__Work required__: The lines to be copied run from the one containing "Locate every instance of the rolled-up" to the end of the material below; reproduce them exactly, including both ends, and nothing more.

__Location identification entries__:
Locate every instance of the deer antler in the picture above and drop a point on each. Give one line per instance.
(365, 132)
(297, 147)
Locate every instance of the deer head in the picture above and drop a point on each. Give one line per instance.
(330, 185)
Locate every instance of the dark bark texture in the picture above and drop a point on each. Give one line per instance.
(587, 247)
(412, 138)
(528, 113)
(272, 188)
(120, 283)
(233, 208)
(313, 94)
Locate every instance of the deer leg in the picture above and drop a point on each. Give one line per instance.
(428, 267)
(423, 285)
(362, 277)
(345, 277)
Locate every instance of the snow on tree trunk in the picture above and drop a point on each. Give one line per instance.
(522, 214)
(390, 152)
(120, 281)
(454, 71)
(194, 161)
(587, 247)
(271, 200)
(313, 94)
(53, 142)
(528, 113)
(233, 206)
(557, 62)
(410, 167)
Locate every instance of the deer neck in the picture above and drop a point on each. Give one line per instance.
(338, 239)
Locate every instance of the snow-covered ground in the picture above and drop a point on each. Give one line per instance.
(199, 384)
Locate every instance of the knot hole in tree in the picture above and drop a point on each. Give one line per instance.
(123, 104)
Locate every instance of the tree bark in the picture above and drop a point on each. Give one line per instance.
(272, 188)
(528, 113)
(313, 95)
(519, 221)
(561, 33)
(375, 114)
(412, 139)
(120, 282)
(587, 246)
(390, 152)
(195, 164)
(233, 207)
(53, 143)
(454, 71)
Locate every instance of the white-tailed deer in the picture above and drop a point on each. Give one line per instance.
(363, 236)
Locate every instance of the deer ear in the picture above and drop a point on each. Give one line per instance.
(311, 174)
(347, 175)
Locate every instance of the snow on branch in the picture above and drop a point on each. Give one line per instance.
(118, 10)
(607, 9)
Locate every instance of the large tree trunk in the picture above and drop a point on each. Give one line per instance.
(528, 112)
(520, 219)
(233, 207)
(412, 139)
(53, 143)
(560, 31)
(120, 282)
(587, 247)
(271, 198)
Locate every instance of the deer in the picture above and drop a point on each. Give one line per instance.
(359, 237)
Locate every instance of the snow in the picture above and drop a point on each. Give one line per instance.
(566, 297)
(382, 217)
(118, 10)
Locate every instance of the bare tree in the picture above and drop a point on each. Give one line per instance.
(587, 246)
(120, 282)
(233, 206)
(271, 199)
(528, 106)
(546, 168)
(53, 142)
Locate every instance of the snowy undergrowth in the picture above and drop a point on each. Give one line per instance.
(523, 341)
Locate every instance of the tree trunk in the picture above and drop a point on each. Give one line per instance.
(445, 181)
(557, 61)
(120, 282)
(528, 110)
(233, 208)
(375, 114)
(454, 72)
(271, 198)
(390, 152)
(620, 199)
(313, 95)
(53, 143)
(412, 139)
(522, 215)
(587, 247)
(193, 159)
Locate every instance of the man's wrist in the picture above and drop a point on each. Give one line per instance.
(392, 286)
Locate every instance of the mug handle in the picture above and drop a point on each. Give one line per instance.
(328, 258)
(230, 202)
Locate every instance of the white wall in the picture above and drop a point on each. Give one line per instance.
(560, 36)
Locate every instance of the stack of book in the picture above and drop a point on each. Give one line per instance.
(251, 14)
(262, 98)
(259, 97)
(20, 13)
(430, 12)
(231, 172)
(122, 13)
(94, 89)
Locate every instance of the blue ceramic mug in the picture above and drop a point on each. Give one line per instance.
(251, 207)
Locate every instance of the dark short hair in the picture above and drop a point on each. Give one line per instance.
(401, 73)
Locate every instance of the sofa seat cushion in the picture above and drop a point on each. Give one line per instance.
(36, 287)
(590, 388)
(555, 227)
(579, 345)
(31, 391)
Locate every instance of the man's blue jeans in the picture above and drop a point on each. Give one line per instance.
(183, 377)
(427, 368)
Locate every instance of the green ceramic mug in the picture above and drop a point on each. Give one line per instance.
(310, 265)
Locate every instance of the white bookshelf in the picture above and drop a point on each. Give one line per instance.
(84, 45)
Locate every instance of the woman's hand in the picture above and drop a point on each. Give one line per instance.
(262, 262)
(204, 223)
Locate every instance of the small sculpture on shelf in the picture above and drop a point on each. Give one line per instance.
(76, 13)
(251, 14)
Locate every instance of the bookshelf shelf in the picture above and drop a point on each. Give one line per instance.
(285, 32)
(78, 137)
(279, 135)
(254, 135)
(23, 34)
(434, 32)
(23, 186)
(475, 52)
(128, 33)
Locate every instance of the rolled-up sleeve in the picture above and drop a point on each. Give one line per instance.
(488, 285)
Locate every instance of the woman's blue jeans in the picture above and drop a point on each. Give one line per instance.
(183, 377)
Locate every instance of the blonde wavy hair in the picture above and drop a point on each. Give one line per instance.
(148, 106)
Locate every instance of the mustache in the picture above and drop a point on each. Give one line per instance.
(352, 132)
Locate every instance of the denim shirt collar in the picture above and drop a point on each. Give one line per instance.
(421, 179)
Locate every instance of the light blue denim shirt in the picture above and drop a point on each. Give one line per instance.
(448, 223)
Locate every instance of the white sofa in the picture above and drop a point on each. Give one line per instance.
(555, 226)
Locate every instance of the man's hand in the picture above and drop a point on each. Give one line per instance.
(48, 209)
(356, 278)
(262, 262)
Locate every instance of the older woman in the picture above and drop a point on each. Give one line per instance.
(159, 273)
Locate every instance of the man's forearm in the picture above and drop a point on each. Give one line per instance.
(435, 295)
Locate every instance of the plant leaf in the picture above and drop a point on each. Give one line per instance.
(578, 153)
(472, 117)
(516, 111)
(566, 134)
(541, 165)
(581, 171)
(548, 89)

__Reply__:
Locate every instance of the rolled-up sleeve in the picture above and drop a point on each. Give one line per instance.
(488, 285)
Locate every instance of the woman's blue jeans in the picture above and drop a point on each. Give one line per instance.
(183, 377)
Locate every instance of the blonde wavy hair in the picture above and drop a point on each. Give one line per instance.
(148, 106)
Locate every instance of the mustache in the picture above and drop a point on each. Give one line per instance.
(352, 132)
Locate every instance of the denim shirt collar in the picture above and drop a point on each. Give one line per instance.
(421, 179)
Locate every instance of the light blue denim shirt in the picture above and drop a point on each. Give one line per instance.
(448, 223)
Locate every instance of the white sofa in the picture above and drop a point on each. Give one line per instance.
(555, 226)
Locate every instance of the man's hand in the picture above and drop a point on each. Give one line per instance.
(48, 209)
(356, 278)
(262, 262)
Locate every instance of the older woman in the picture above and drop a point on each. Give one line per instance.
(159, 273)
Locate every instance of the man's forearm in the picture above and drop a point on each. Give one line per instance.
(435, 295)
Locate every instance of the plant leaf in the picture above and drop a point on each. Give one line per instance.
(578, 153)
(472, 117)
(516, 111)
(566, 134)
(541, 165)
(581, 171)
(548, 89)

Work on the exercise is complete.